To do —
Copy out the items below word for word, starting at the line that contains "Where can the white van" and ending after the line that contains "x=1156, y=154", with both of those lines included.

Supplied material —
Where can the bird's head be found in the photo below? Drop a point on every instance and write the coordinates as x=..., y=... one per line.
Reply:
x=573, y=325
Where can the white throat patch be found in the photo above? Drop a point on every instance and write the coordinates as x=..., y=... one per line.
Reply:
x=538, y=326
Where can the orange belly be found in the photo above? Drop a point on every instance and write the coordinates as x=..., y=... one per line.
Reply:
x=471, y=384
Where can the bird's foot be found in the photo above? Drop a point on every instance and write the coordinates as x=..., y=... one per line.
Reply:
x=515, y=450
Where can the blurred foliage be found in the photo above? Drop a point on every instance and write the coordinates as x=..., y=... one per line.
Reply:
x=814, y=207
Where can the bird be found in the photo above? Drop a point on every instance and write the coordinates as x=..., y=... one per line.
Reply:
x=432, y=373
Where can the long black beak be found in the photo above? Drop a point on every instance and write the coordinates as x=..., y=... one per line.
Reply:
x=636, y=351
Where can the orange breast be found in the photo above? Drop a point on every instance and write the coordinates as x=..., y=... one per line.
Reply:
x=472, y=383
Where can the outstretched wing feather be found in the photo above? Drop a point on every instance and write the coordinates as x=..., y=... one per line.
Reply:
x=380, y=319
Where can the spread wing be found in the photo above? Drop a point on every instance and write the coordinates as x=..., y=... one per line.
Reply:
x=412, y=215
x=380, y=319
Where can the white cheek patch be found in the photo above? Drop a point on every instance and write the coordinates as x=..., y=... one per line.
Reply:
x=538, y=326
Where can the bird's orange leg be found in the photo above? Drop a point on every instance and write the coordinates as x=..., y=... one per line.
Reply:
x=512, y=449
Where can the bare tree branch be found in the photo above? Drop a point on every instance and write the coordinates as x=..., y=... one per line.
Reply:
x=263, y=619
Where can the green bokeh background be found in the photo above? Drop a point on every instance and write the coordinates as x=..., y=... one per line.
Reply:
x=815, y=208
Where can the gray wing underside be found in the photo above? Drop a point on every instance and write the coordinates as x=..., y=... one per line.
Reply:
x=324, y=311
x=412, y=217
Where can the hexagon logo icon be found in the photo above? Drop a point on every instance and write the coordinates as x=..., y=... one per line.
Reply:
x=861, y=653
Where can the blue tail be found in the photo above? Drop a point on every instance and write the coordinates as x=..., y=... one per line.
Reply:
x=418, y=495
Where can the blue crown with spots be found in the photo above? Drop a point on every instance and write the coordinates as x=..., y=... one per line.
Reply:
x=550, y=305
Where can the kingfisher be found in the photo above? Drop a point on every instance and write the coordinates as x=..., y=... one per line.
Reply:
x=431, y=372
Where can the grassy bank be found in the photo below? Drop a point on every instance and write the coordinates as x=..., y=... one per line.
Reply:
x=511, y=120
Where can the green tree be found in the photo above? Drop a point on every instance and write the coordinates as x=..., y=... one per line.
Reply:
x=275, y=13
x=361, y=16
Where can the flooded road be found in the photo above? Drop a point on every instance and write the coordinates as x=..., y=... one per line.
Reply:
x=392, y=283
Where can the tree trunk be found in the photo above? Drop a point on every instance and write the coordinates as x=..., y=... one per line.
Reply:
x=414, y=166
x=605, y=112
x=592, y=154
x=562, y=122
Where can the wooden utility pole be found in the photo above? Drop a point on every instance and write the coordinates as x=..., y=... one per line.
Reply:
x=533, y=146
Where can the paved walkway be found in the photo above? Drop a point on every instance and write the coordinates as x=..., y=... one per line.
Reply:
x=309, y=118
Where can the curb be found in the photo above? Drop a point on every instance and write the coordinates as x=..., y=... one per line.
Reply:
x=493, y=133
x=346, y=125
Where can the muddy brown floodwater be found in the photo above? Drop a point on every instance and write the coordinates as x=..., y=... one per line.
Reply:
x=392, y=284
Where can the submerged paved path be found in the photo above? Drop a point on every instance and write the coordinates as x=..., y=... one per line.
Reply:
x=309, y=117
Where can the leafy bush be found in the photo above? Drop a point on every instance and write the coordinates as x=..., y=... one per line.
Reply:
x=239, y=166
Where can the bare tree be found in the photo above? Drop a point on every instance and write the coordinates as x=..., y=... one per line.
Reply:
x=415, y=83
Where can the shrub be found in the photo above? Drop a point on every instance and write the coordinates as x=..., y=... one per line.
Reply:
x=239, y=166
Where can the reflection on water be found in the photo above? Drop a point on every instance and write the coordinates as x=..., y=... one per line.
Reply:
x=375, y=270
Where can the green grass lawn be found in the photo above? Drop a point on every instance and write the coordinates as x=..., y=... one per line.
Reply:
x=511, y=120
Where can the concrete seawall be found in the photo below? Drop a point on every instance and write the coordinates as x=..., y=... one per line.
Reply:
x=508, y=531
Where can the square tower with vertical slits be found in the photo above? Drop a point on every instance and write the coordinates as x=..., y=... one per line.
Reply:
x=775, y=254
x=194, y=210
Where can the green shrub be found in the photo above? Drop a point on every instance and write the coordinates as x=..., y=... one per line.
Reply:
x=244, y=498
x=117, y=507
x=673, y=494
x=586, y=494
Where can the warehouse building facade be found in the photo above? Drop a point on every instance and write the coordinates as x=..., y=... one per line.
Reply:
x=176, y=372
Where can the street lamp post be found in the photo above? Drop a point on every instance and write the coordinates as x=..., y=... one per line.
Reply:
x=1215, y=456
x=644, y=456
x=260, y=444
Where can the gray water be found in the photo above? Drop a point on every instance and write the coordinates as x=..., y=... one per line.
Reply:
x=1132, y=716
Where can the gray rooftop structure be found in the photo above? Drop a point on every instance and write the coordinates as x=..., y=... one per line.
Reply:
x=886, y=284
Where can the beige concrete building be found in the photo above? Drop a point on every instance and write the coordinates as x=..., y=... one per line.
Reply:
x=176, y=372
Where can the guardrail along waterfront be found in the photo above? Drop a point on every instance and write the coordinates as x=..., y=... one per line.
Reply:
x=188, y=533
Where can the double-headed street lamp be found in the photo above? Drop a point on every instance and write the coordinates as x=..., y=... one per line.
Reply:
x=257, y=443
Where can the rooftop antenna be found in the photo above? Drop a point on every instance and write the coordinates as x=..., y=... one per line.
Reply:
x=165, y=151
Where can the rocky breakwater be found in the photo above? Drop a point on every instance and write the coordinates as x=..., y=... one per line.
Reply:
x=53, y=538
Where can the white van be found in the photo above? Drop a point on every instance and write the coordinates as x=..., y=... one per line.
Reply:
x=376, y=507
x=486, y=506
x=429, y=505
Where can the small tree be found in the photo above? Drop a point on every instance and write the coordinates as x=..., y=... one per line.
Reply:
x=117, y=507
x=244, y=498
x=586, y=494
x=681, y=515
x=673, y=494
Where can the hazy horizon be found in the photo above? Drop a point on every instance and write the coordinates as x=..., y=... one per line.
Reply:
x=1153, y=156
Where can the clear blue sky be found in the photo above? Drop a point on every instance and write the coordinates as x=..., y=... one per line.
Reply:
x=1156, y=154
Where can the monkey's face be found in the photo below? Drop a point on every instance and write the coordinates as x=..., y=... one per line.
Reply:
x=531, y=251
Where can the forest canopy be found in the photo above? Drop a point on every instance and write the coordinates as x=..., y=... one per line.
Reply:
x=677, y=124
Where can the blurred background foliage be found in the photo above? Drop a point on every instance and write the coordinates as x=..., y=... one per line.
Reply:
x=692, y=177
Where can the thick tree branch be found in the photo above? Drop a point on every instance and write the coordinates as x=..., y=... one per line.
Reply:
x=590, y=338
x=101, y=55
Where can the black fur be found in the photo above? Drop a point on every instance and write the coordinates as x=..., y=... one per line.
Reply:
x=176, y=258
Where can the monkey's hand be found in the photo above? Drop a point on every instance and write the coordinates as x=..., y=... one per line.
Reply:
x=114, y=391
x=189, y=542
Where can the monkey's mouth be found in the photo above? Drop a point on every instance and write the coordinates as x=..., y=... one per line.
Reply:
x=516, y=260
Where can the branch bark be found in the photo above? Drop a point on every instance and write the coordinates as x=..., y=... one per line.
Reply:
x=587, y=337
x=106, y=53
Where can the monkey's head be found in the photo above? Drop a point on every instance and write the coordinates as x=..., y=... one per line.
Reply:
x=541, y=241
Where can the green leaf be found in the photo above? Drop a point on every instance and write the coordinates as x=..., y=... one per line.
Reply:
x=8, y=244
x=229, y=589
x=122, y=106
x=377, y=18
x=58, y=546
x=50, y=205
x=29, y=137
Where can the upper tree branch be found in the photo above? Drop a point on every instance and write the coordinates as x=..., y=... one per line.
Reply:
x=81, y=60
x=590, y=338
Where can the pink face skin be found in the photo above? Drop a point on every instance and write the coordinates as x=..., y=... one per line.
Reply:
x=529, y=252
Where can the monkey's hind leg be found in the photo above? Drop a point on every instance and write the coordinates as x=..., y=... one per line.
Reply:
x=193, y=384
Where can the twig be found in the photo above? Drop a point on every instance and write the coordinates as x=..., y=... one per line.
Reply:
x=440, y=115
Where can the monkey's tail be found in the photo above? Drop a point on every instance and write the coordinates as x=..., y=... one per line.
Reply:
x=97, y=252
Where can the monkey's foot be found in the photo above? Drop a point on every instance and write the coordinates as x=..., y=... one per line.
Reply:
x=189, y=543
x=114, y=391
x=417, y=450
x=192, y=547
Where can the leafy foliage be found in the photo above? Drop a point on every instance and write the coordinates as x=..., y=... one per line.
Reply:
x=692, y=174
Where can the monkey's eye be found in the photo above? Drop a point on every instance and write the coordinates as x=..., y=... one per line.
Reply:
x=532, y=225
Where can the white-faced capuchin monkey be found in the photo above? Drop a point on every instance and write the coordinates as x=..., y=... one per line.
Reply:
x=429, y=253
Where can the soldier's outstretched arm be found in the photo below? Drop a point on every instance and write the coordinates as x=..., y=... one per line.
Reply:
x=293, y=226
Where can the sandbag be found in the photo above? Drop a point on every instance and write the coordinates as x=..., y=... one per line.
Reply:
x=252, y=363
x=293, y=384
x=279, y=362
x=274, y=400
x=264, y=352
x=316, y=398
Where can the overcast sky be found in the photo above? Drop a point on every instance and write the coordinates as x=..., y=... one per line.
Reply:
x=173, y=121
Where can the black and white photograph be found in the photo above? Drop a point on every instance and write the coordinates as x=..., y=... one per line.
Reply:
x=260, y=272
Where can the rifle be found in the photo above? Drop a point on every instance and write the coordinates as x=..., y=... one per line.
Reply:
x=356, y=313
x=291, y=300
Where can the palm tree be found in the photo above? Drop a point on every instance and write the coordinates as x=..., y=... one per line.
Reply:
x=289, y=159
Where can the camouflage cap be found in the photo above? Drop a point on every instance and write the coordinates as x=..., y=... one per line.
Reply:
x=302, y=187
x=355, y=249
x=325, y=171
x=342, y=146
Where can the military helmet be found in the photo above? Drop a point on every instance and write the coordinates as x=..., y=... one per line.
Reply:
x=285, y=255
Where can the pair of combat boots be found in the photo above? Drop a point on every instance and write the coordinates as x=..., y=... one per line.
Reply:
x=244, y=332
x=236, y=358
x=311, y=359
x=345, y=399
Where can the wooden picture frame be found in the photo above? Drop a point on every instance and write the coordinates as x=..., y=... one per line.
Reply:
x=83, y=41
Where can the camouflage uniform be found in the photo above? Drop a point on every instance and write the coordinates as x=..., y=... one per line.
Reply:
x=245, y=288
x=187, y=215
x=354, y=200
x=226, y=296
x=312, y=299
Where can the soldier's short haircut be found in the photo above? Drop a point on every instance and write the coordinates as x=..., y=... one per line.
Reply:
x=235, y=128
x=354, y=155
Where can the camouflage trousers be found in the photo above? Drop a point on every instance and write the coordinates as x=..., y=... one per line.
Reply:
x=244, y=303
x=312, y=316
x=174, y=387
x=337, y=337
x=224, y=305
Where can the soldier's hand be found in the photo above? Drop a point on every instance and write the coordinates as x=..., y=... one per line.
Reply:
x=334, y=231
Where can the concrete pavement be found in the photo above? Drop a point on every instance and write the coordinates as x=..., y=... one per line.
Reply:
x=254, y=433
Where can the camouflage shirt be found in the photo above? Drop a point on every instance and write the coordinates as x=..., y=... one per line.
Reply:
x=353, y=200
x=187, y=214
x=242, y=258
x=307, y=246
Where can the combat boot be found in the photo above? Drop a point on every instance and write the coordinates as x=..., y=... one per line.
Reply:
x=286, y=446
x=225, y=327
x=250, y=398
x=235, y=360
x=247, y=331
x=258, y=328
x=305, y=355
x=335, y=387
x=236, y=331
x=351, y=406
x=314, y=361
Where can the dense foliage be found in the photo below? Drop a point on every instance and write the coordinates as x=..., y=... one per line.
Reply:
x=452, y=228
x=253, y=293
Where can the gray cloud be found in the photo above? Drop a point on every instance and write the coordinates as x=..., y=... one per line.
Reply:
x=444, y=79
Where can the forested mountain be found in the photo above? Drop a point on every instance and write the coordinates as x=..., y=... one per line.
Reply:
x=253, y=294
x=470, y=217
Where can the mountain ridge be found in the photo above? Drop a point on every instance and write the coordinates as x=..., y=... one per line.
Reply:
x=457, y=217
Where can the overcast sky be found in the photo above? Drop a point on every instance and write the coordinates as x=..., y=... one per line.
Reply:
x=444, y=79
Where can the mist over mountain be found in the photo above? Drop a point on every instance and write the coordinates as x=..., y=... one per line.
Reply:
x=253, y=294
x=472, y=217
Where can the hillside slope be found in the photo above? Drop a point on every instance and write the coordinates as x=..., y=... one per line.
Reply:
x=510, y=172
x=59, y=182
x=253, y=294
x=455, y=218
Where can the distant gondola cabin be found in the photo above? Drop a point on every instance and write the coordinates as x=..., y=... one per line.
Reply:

Task response —
Where can the white van be found in the photo above? Drop a point on every instance and write the coordinates as x=..., y=... one per line.
Reply:
x=376, y=507
x=486, y=506
x=429, y=505
Where can the small tree be found in the photo above? Drop a point on every instance and write the coordinates as x=..., y=... one per line.
Reply:
x=117, y=507
x=244, y=498
x=586, y=494
x=681, y=515
x=673, y=494
Where can the hazy horizon be found in the photo above? Drop a point on every instance and write the coordinates as x=..., y=... one per line.
Reply:
x=1153, y=156
Where can the clear blue sky be found in the photo above? Drop a point on every instance and write the coordinates as x=..., y=... one per line.
Reply:
x=1156, y=154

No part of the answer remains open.